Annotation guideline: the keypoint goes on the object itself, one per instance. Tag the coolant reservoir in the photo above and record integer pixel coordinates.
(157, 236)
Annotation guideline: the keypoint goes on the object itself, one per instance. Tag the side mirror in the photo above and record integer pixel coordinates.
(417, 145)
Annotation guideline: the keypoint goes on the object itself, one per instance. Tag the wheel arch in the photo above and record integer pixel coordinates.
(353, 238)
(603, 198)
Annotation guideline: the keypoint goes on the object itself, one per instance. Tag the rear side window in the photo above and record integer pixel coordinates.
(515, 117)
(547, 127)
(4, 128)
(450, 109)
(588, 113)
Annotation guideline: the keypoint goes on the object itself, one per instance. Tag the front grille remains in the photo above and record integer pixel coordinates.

------------------------------------

[EXERCISE DETAILS]
Print every line of the records above verbatim, changing nothing.

[EXERCISE ANSWER]
Annotation guideline: the keypoint goes on the object itself, one per instance. Tag the coolant reservoir in the photo above and record integer pixel coordinates.
(157, 236)
Annotation guideline: the keypoint goes on the object itself, one per instance. Tag the side mirror in the photo above and record integer pixel coordinates.
(417, 145)
Annotation guideline: the keypoint goes on the object itself, one per instance. Tag the wheel arch in the photo above and record integer pixel coordinates.
(353, 238)
(603, 198)
Annotation guideline: the keypoint goes on the object itself, one per instance. Tag the rear side window in the photo above and record integer pixel coordinates.
(515, 117)
(547, 127)
(4, 128)
(450, 109)
(588, 113)
Annotation guideline: the keypoint goes on the object itself, one per instance. Tag the front grille remains in the photo above and record integer pixel coordinates.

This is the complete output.